◆ **Assignment 1**
Please translate this sentence from the blog post on uncertainty into Spanish: "At 58, in the middle of a pandemic and social unrest, I'm moving to a startup."
◆ **Assignment 2**
Answer these questions from the blog post on uncertainty:
(a) On what date was the post published?
(b) What age does the author give?
(c) For how long has the friend been playing the Silicon Valley startup game?
◆ **Assignment 3**
Go on with the blog post on uncertainty from where it stops.

◆ **Reading text**
* * * * * * *

2020-06-30.md 3.4 KB

+++ title = "Adding uncertainty in uncertain times" author = ["George Jones"] publishDate = 2020-06-30 lastmod = 2022-02-26T08:40:07-05:00 tags = ["life", "work", "startups", "GTD"] categories = ["blog"] draft = false +++

So, when life turns uncertain you have two choices. Cling to things that seem to add stability and certainty, i.e. try to "stay safe", or embrace the uncertainty, live now, carpe diem, and do things would seem to be fulfilling now.

I'm choosing the latter. At 58, in the middle of a pandemic and social unrest, I'm moving to a startup. The following are notes from a friend who has been playing the silicon valley startup game for a few decades. These are notes-to-self and anybody else who cares from that conversation:

  • Map out the architecture of the org/org structure (official) vs. what is actually working
  • Whats the (people) API: theory, practice?

* * * * * * *

◆ **Dataset records**
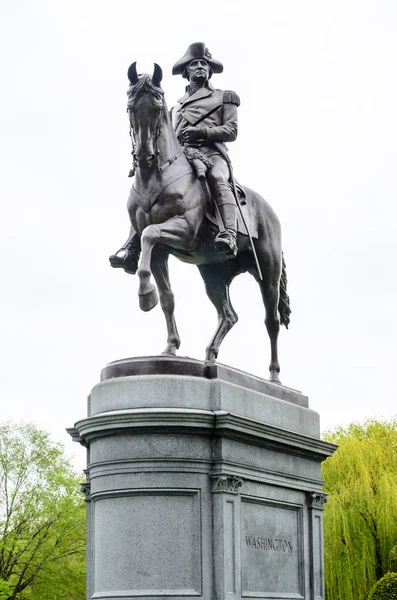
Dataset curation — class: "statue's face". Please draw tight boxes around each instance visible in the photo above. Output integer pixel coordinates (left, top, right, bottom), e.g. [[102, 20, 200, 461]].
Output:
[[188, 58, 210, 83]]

* * * * * * *

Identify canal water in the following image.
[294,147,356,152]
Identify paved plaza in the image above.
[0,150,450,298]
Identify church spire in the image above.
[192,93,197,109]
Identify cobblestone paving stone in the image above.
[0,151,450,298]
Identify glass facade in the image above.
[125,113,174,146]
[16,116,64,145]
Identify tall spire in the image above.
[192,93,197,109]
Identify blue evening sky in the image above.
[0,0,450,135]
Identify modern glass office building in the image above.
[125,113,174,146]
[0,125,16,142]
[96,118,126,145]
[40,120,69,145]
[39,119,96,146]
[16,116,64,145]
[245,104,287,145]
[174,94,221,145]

* * * * * * *

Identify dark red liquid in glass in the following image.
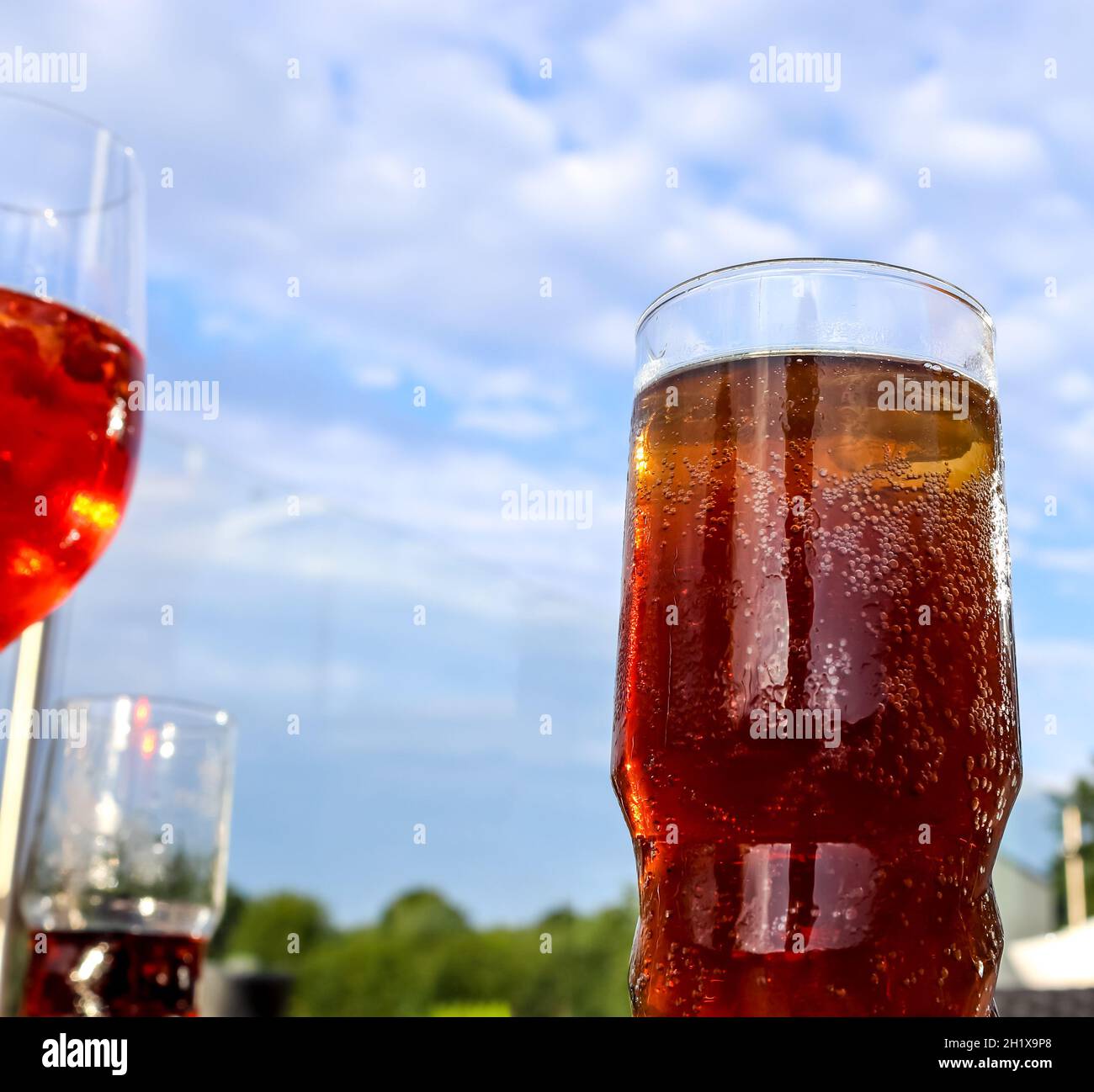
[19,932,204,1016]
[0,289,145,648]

* * * * * * *

◆ **Written answer 1**
A los 58 años, en plena pandemia y en medio de disturbios sociales, me voy a una startup.

◆ **Written answer 2**
(a) June 30, 2020 (2020-06-30)
(b) 58
(c) A few decades

◆ **Written answer 3**
  • Find "they guy who built it, knows everything"
  • What is the aspirational architecture vs. what's really built?
  • Find "the guy" who has it all in his head, maybe stuff that has not made it to paper. Whiteboard it, write it up.
  • Most places don't do that
  • Look at reality vs. getting stuck in "my teams perspective"
  • Use systems thinking to figure it all out
  • Find the "old salts" who know where the bodies are buried, not "official channels"
  • "First 90 Days", book
  • "An elegant puzzle", book
  • #1 lesson for all startups: "IT'S ALL ABOUT HOW MUCH CASH YOU HAVE IN THE BANK"
  • If company is healthy, CFO knows burn rate, want's whole company to be thinking about it
  • Health check: how aware are people of cash position?
  • Build vs. buy
  • Bailing wire and duct tape?
  • WATCH BURN RATE, WATCH REVENUE
  • Valuable people: people who understand tech and that you have to be a functioning business, i.e. you need more $ revenue than you are spending
  • People should be excited about growth
  • Watch out for scaling company before projected/actual growth in revenue
  • Biz/finance folks should be excited about you being interested in finances. Defensiveness is a warning sign. You WANT people who care about $. People share what they are interested in
  • Working remote, COVID
    • open door policy?
    • Ask admin assistant "Can I get 1/2 hour on X's calendar"?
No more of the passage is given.